**Exercise description:** Where does the word "suitcase" occur in the data below? Copy each line that holds it.

━━━━━ Data provided ━━━━━

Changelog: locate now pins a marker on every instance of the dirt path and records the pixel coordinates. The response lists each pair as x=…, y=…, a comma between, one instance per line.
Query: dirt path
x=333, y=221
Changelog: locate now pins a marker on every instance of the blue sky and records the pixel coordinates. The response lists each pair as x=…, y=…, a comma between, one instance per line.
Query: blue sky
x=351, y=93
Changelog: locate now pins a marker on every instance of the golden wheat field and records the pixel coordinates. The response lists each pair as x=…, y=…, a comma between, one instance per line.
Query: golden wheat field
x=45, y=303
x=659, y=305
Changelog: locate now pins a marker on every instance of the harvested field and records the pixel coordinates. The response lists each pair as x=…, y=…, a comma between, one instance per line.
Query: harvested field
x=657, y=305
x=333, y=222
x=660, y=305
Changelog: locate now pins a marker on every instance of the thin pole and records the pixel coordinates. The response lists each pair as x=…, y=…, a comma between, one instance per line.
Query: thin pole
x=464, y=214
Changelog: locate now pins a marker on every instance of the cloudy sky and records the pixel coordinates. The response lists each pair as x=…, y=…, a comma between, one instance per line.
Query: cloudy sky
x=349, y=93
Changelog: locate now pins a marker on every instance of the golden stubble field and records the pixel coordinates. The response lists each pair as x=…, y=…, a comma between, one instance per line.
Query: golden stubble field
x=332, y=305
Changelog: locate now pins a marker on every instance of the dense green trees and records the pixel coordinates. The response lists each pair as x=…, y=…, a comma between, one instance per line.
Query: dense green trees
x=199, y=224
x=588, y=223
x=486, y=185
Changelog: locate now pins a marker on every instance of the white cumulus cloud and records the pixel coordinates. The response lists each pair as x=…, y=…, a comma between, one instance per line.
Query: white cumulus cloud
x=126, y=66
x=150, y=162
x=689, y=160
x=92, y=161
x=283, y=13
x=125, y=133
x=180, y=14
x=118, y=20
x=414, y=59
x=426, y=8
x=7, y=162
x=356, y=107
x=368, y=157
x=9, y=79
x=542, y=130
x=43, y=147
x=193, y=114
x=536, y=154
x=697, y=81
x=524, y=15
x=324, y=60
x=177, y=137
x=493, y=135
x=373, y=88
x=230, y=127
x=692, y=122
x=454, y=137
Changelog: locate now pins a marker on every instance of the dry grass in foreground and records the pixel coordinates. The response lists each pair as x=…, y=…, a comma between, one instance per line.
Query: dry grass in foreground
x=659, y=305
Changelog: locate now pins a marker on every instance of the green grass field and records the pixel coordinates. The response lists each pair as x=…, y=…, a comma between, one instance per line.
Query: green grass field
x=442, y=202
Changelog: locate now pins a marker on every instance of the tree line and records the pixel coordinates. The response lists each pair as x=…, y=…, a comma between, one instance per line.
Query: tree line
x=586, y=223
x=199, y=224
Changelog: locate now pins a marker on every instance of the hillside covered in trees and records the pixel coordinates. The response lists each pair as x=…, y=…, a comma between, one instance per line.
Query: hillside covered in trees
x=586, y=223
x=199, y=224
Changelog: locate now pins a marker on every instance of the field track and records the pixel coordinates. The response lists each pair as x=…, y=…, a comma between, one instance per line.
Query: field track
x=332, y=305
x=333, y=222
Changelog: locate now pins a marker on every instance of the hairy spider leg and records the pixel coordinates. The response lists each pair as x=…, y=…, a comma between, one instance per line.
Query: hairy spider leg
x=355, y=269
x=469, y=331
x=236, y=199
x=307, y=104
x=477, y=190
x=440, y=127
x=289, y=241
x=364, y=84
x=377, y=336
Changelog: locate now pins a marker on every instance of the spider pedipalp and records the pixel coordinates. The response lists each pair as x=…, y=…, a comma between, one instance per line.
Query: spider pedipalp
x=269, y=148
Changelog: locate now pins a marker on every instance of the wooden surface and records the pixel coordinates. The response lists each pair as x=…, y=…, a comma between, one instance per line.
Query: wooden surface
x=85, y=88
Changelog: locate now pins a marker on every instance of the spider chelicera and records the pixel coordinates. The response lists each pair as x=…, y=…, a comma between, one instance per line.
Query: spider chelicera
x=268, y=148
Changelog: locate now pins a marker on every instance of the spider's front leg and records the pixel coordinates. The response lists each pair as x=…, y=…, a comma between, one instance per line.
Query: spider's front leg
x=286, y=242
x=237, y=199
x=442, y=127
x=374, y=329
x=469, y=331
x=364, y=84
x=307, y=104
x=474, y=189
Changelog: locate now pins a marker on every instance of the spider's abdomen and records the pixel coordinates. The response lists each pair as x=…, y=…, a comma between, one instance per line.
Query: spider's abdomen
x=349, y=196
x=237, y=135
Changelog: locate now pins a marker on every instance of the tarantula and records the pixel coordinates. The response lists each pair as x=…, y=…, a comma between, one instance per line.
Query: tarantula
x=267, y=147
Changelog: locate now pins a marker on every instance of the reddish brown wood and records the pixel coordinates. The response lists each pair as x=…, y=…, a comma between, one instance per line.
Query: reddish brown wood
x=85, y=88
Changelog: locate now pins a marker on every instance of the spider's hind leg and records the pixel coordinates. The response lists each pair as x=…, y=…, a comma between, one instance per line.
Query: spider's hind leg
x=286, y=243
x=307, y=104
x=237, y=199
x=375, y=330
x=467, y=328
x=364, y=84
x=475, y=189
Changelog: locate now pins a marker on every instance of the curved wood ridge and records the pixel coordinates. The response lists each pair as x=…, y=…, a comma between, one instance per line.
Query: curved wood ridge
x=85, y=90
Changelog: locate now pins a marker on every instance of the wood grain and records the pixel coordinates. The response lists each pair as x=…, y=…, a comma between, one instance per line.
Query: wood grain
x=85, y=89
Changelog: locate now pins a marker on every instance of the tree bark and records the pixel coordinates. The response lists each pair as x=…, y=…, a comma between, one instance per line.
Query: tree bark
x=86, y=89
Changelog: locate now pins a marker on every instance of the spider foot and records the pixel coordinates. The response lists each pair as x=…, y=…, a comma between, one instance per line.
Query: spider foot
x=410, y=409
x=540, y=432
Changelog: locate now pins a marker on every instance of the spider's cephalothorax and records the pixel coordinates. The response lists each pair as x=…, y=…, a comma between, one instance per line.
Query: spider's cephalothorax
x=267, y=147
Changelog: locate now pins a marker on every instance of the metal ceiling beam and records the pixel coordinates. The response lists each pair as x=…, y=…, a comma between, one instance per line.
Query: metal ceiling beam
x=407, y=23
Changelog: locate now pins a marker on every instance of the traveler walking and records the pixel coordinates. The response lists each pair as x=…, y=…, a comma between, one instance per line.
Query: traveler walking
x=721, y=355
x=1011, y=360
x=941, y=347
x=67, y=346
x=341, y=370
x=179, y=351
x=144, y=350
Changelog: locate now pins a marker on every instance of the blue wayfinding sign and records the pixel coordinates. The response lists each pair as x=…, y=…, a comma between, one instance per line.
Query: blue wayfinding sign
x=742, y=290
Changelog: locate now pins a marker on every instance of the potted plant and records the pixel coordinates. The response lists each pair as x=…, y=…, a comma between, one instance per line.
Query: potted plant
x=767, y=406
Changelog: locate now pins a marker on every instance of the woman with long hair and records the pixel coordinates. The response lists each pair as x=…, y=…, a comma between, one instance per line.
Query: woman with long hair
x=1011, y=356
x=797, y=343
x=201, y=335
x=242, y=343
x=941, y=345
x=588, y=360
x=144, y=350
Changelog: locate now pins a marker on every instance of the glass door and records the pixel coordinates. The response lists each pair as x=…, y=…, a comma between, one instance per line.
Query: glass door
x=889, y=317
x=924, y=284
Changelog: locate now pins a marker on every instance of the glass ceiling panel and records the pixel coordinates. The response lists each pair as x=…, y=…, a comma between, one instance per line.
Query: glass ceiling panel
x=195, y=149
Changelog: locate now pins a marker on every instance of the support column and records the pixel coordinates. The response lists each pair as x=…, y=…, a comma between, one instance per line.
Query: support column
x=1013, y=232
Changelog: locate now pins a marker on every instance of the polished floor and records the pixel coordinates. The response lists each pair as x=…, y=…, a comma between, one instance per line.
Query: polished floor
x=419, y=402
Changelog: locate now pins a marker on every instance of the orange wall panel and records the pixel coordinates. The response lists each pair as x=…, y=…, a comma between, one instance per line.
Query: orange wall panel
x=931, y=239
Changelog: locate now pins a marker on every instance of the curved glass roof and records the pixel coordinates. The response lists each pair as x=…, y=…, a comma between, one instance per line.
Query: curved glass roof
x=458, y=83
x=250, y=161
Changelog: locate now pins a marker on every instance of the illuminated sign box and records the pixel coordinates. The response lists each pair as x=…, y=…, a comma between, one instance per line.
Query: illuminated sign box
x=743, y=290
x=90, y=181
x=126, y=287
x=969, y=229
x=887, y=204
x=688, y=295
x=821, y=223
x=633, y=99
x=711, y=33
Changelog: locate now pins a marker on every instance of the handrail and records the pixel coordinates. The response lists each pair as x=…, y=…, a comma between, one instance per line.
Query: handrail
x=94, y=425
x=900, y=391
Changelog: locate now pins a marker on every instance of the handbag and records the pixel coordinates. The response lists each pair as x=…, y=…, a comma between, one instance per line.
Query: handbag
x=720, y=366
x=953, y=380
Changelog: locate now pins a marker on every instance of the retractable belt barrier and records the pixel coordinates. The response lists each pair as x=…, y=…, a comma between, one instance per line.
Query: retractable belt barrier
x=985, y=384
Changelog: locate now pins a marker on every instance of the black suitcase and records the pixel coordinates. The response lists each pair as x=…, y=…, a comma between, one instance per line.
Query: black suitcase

━━━━━

**Answer space:**
Changelog: locate now pins a marker on every instance of the black suitcase and records the pixel coordinates. The response lists each pair as x=…, y=…, a comma between, one instance per line.
Query: black suitcase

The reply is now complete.